> [Raw data]
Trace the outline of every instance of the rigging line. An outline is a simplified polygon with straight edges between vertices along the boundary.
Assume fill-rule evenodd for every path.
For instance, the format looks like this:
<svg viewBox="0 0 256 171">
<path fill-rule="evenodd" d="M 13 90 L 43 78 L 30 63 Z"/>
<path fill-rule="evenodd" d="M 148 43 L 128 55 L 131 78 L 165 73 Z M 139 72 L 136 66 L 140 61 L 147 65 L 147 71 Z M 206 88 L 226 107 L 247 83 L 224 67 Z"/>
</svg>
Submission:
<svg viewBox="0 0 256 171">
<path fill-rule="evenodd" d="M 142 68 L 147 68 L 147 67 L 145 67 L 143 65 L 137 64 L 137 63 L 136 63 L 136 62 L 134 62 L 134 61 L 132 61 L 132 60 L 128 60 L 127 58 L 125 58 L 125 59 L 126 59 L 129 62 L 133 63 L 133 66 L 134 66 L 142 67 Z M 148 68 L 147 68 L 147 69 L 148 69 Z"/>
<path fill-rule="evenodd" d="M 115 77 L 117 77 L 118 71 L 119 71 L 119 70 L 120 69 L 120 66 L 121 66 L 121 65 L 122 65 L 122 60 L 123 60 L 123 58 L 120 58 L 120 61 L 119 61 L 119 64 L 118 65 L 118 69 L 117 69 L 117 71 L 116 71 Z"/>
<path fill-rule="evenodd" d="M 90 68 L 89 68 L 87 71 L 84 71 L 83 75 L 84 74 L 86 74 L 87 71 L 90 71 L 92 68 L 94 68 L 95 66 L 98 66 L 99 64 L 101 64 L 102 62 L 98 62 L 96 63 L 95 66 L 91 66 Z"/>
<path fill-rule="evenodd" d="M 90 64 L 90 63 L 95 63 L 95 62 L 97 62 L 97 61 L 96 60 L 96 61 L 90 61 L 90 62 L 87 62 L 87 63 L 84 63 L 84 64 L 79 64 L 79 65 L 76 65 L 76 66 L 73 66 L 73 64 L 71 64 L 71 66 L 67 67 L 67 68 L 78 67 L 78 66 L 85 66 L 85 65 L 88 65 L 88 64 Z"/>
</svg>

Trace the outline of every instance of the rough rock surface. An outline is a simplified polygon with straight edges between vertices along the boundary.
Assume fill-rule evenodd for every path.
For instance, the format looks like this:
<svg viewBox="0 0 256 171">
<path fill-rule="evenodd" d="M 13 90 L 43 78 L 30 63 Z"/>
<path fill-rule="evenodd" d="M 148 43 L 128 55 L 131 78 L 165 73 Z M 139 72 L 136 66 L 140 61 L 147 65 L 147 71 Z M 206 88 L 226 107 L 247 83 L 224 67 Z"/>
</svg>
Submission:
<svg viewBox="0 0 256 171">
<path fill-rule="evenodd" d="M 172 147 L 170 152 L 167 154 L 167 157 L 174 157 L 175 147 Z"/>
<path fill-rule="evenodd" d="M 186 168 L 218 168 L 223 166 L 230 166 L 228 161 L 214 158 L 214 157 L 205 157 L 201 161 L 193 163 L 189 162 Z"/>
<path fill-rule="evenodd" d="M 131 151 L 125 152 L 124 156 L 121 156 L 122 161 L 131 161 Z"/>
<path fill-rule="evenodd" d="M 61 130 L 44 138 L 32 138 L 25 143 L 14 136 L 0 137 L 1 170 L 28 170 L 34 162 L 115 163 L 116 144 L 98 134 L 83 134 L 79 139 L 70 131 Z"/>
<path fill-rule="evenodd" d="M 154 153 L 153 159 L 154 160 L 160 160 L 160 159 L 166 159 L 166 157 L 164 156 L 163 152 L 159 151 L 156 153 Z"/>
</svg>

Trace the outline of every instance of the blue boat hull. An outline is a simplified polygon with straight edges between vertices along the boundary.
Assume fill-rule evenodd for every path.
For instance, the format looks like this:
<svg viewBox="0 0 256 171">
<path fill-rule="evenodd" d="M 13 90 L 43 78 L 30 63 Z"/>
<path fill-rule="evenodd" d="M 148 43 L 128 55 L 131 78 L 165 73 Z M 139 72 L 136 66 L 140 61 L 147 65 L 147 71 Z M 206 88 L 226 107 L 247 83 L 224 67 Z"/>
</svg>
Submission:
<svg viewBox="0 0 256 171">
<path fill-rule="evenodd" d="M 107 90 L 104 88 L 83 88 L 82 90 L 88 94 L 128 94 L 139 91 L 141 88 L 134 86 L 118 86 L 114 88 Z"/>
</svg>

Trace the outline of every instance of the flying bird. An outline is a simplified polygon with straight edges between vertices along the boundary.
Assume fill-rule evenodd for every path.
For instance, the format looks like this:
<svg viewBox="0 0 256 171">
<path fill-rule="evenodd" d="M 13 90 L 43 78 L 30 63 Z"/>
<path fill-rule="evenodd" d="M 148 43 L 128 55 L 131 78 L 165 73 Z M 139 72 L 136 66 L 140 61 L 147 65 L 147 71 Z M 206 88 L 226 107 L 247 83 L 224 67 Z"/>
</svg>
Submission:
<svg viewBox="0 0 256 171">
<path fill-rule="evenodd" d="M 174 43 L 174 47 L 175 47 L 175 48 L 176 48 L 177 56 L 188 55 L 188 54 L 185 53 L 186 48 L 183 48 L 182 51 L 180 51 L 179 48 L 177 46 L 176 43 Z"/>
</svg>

> [Aim] Rewrite all the items above, swapping "outline" for "contour" everywhere it appears and leaving everything else as it is.

> [Output below]
Trace the contour of every instance of the rigging line. An contour is a simplified polygon with straight edges between vertices along the boundary.
Assume fill-rule evenodd for every path.
For instance, the format looks like this:
<svg viewBox="0 0 256 171">
<path fill-rule="evenodd" d="M 13 90 L 43 78 L 30 63 Z"/>
<path fill-rule="evenodd" d="M 148 43 L 128 55 L 131 78 L 165 73 Z M 139 72 L 136 66 L 140 61 L 147 65 L 147 71 Z M 206 88 L 226 107 L 247 83 L 224 67 Z"/>
</svg>
Submission:
<svg viewBox="0 0 256 171">
<path fill-rule="evenodd" d="M 142 68 L 147 68 L 147 67 L 145 67 L 143 65 L 137 64 L 137 63 L 136 63 L 136 62 L 134 62 L 134 61 L 132 61 L 132 60 L 128 60 L 127 58 L 125 58 L 125 59 L 126 59 L 129 62 L 133 63 L 133 66 L 134 66 L 142 67 Z M 148 68 L 147 68 L 147 69 L 148 69 Z"/>
<path fill-rule="evenodd" d="M 115 77 L 117 77 L 118 71 L 119 71 L 119 70 L 120 69 L 120 66 L 121 66 L 121 65 L 122 65 L 122 60 L 123 60 L 123 58 L 120 58 L 120 61 L 119 61 L 119 64 L 118 65 L 118 69 L 117 69 L 117 71 L 116 71 Z"/>
<path fill-rule="evenodd" d="M 90 68 L 89 68 L 87 71 L 84 71 L 83 75 L 84 74 L 86 74 L 87 71 L 90 71 L 92 68 L 94 68 L 95 66 L 98 66 L 99 64 L 101 64 L 102 62 L 98 62 L 96 63 L 95 66 L 91 66 Z"/>
<path fill-rule="evenodd" d="M 90 64 L 90 63 L 95 63 L 95 62 L 97 62 L 97 61 L 96 60 L 96 61 L 90 61 L 90 62 L 87 62 L 87 63 L 84 63 L 84 64 L 79 64 L 79 65 L 76 65 L 76 66 L 73 66 L 73 64 L 71 64 L 71 66 L 67 67 L 67 68 L 78 67 L 78 66 L 85 66 L 85 65 L 88 65 L 88 64 Z"/>
</svg>

Trace the contour of every instance of the rough rock surface. An contour is a simplified polygon with straight edges between vertices along the boundary.
Assume fill-rule evenodd for every path.
For instance, the format looks like this:
<svg viewBox="0 0 256 171">
<path fill-rule="evenodd" d="M 13 90 L 43 78 L 30 63 Z"/>
<path fill-rule="evenodd" d="M 148 43 L 128 55 L 131 78 L 165 73 Z M 139 72 L 136 66 L 140 61 L 147 65 L 147 71 Z M 206 88 L 226 107 L 247 83 L 224 67 Z"/>
</svg>
Submission:
<svg viewBox="0 0 256 171">
<path fill-rule="evenodd" d="M 172 147 L 170 152 L 167 154 L 167 157 L 174 157 L 175 147 Z"/>
<path fill-rule="evenodd" d="M 186 168 L 218 168 L 223 166 L 230 166 L 228 161 L 214 158 L 214 157 L 205 157 L 201 161 L 193 163 L 189 162 Z"/>
<path fill-rule="evenodd" d="M 131 151 L 125 152 L 124 156 L 121 156 L 122 161 L 131 161 Z"/>
<path fill-rule="evenodd" d="M 61 130 L 44 138 L 32 138 L 25 143 L 14 136 L 0 137 L 1 170 L 28 170 L 34 162 L 115 163 L 116 144 L 98 134 L 83 134 L 79 139 L 70 131 Z"/>
<path fill-rule="evenodd" d="M 154 153 L 153 159 L 154 160 L 160 160 L 160 159 L 166 159 L 166 157 L 164 156 L 163 152 L 159 151 L 156 153 Z"/>
</svg>

Trace the contour of every instance of the blue boat hull. An contour is a simplified polygon with straight edges between vertices along the boundary.
Assume fill-rule evenodd for every path.
For instance, the format looks like this:
<svg viewBox="0 0 256 171">
<path fill-rule="evenodd" d="M 13 90 L 43 78 L 30 63 Z"/>
<path fill-rule="evenodd" d="M 148 43 L 128 55 L 131 78 L 165 73 Z M 139 72 L 136 66 L 140 61 L 147 65 L 147 71 Z M 206 88 L 226 107 L 247 83 L 224 67 Z"/>
</svg>
Submission:
<svg viewBox="0 0 256 171">
<path fill-rule="evenodd" d="M 107 90 L 104 88 L 83 88 L 82 90 L 88 94 L 128 94 L 139 91 L 141 88 L 134 86 L 118 86 L 114 88 Z"/>
</svg>

Trace the contour of every instance of the flying bird. An contour is a simplified polygon with straight edges between vertices along the boundary.
Assume fill-rule evenodd for every path.
For instance, the format looks like this:
<svg viewBox="0 0 256 171">
<path fill-rule="evenodd" d="M 13 90 L 43 78 L 30 63 Z"/>
<path fill-rule="evenodd" d="M 148 43 L 128 55 L 131 78 L 165 73 Z M 139 72 L 136 66 L 140 61 L 147 65 L 147 71 Z M 206 88 L 226 107 L 247 83 L 224 67 Z"/>
</svg>
Submission:
<svg viewBox="0 0 256 171">
<path fill-rule="evenodd" d="M 174 43 L 174 47 L 175 47 L 175 48 L 176 48 L 177 56 L 188 55 L 188 54 L 185 53 L 186 48 L 183 48 L 182 51 L 180 51 L 179 48 L 177 46 L 176 43 Z"/>
</svg>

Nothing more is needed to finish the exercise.